# [Given problem]
Reproduce the listing below in its entirety. Change nothing.

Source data
------

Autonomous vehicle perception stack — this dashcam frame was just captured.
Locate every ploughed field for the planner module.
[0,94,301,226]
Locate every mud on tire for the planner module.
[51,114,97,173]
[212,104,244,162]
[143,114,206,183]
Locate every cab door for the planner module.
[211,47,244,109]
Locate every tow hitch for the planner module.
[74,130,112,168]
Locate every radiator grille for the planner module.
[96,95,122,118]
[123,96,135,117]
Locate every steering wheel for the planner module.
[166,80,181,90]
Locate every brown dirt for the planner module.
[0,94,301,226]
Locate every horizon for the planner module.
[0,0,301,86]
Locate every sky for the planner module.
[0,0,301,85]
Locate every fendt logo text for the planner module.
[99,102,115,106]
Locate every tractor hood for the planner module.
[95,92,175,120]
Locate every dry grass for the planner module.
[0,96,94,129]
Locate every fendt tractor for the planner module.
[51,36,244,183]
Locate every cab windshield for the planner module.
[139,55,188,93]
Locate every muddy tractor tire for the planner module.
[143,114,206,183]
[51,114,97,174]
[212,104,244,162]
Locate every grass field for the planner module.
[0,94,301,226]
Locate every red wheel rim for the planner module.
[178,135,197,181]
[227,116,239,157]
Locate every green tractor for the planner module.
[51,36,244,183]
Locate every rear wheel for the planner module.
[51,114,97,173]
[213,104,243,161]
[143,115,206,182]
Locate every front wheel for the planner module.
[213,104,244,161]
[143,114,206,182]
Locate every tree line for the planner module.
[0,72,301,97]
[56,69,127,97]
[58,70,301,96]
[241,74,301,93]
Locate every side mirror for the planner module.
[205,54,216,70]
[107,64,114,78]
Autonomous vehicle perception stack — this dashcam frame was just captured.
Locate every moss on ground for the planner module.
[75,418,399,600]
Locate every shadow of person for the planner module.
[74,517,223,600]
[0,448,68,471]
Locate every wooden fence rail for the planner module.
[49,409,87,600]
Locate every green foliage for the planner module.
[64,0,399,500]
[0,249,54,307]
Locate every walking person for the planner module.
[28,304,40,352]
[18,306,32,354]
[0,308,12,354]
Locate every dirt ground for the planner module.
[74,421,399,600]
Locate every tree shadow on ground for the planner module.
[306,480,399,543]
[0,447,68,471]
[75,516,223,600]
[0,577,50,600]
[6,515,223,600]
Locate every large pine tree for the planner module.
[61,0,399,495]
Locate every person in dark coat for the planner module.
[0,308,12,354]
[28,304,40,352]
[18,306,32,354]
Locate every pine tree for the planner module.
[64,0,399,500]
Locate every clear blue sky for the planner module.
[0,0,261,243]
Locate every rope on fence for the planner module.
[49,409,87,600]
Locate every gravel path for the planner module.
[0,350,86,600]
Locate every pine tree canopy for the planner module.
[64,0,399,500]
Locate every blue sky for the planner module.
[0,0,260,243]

------

# [Reply]
Autonomous vehicle perception stack — this dashcam frame was just captured.
Locate every ploughed field for the planner module.
[0,94,301,226]
Locate every mud on tire for the planner module.
[51,114,97,173]
[212,104,244,162]
[143,114,206,183]
Locate every cab door for the planner module.
[211,47,244,109]
Locate every tow hitch for the planner module.
[74,130,112,168]
Locate every radiator grille for the planner module.
[96,95,122,118]
[123,96,135,117]
Locate every steering wheel for the planner module.
[166,80,181,90]
Locate every brown dirt for the planner module.
[0,94,301,226]
Locate every horizon for the planner module.
[0,0,301,86]
Locate every sky for the planner module.
[0,0,301,85]
Locate every fendt logo text for the planner module.
[99,102,115,106]
Locate every tractor hood for the planner module.
[95,92,175,120]
Locate every dry grass for the planner module.
[0,96,94,129]
Locate every fendt tractor for the planner module.
[51,36,244,183]
Locate every cab windshield for the planner module.
[139,55,188,93]
Locate every muddy tractor tire for the planner module.
[143,114,206,183]
[51,114,97,174]
[212,104,244,162]
Locate every grass field for the planner module.
[0,94,301,226]
Locate every red wheel rim for the planner module.
[178,135,197,181]
[227,116,239,157]
Locate every green tractor for the planner module.
[51,36,244,183]
Locate every rear wheel for the planner module.
[51,114,97,173]
[213,104,243,161]
[143,115,206,182]
Locate every front wheel for the planner module.
[213,104,244,161]
[143,114,206,182]
Locate every tree line for the planner module.
[0,72,301,97]
[56,69,127,97]
[58,70,301,96]
[241,74,301,93]
Locate every side mirror for the planner module.
[205,54,216,70]
[107,64,114,78]
Autonomous vehicle perception stack — this dashcam frame was just captured.
Locate every moss on ground for the planner module.
[75,418,399,600]
Locate every shadow of person for the planner module.
[74,517,223,600]
[0,448,68,471]
Locate every wooden fence rail for the planner module.
[49,409,87,600]
Locate every green foliage for the planner module.
[64,0,399,500]
[0,249,54,307]
Locate every walking person for the planner module.
[28,304,40,352]
[18,306,32,354]
[0,308,12,354]
Locate every dirt ground for the planner module.
[74,421,399,600]
Locate every tree shadow on ground for the planner module.
[306,480,399,543]
[0,447,68,471]
[75,516,223,600]
[0,577,50,600]
[6,515,223,600]
Locate every large pine tree for the planner module.
[61,0,399,495]
Locate every person in dark coat for the planner module.
[0,308,12,354]
[28,304,40,352]
[18,306,32,354]
Locate every pine tree for the planner module.
[64,0,399,500]
Locate every clear blue sky for the planner module.
[0,0,261,243]
Locate every rope on fence for the planner module.
[49,409,87,600]
Locate every gravel path for the planner module.
[0,350,86,600]
Locate every pine tree canopy for the planner module.
[64,0,399,500]
Locate every blue sky for the planner module.
[0,0,260,243]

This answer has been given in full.